▶ **Source text**:
□ □ □ □ □
Wednesday, November 13, 2013

Harry Potter and the Chamber of Secrets

1998, British hardcover Bloomsbury edition from 1999, American paperback Scholastic edition from 2000
J. K. Rowling
American edition illustrated by Mary Grandpre
Harry Potter and the Chamber of Secrets
British edition possibly bought for 11.99, American originally $6.99 but purchase price $3.00
British edition in good shape, American with split spine and possible water damage

I think this is a shade better than the first book, if not quite at B+ level.  The plotting is better (even if I still don't get, after all this time, quite what Lucius Malfoy hoped to accomplish and if he knew about Horcruxes), and the characterisation of everyone except the Dursleys (who remain cartoonish and are featured less) has improved.  The Weasleys especially shine, all of them-- the parents, Percy, the twins, Ginny, and of course Ron.  Poor Hermione spends much of the time in hospital, so it's not her best book.  (Things will even out more in Azkaban.)  Lockhart is of course a more interesting, and funnier, character than Quirrell, and we even learn more about Hagrid.  The most remarkable thing about this book as compared to the first is that, although still definitely a kids' book, things are getting more complex.  Good guys have flaws, bad guys have redeeming moments, and some people (like Lockhart) don't clearly fall into either category.  Harry, now 12, even doubts himself, when he turns out to be a Parselmouth (snake-whisperer).
□ □ □ □ □
▶ **Material supplied**:
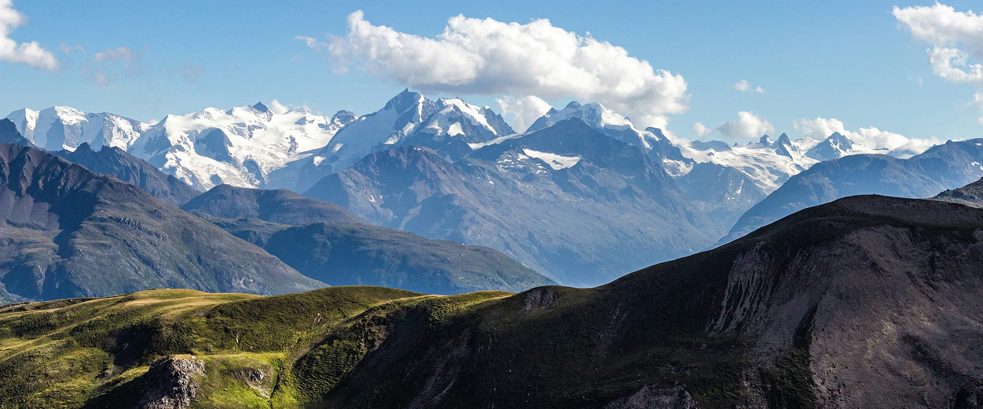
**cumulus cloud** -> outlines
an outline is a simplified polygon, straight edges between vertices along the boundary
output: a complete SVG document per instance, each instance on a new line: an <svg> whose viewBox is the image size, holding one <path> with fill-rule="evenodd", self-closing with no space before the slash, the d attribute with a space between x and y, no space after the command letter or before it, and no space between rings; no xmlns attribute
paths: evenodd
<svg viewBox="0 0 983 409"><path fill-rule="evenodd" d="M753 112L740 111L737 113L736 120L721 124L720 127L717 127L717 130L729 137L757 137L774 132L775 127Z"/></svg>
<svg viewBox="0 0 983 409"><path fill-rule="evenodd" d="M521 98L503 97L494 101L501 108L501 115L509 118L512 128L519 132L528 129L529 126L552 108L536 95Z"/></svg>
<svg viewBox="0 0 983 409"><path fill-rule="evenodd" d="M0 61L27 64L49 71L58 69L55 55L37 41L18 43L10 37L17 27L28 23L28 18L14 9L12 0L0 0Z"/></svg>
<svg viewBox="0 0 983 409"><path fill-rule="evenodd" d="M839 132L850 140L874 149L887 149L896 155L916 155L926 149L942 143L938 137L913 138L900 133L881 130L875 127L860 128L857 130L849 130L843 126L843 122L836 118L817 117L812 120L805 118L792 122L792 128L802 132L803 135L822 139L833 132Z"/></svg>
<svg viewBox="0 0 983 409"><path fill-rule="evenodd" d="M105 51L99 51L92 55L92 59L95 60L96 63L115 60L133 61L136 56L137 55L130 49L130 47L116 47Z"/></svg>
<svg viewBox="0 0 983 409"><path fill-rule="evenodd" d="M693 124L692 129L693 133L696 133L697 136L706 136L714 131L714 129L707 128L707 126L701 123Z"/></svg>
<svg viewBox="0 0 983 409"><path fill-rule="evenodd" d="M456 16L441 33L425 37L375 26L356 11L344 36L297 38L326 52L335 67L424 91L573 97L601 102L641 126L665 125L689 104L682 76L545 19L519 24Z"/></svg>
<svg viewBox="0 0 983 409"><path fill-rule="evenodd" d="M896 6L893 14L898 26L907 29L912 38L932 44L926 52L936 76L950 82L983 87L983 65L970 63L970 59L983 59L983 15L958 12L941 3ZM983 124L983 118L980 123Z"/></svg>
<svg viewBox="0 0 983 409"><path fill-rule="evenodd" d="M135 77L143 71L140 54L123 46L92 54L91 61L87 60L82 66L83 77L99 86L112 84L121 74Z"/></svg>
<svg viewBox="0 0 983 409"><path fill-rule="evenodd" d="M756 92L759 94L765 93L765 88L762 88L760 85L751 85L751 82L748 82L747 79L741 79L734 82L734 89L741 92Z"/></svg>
□ □ □ □ □
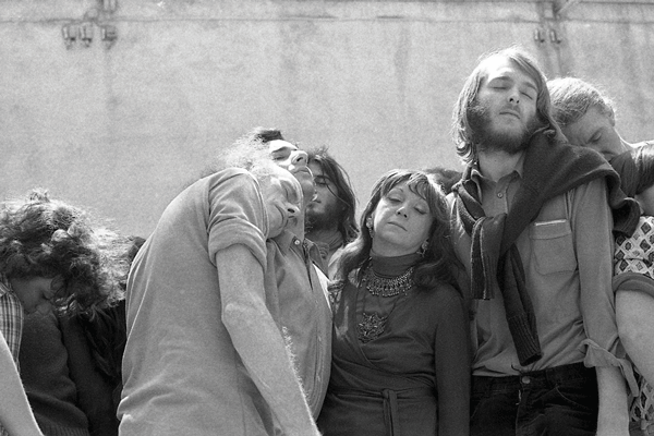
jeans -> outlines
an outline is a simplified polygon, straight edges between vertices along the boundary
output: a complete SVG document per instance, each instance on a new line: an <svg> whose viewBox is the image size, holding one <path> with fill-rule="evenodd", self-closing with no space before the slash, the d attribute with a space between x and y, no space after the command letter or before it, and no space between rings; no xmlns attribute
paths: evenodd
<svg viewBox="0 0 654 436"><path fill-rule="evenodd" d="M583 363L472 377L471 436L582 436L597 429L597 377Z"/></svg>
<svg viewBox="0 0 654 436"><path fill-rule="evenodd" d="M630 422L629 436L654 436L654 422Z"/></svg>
□ □ □ □ □
▶ **What the task asks**: Carry on the Chamber of Secrets review from its last sentence, "Harry, now 12, even doubts himself, when he turns out to be a Parselmouth (snake-whisperer)."

▶ **Answer section**:
As with the first book, there are lots of moments that are "aha!" for those who've read the whole series, but they work fine just in the context of this book, like the Vanishing Cabinet that Peeves breaks as a distraction.  There's less world-building in the sense that not everything's brand-new, and on the surface the story does feel like a replay of the general outline of the first book, down to Gryffindor winning the House Cup.  To make up for that, the familiarity pays off, comedically and otherwise.  The second movie is weaker than the first (especially with the "No Hogwarts without you, Hagrid" ending), but that's definitely not the case with their respective books.  I will say, I liked Grandpre's illustrations less this time around, although the first Lockhart one is just right.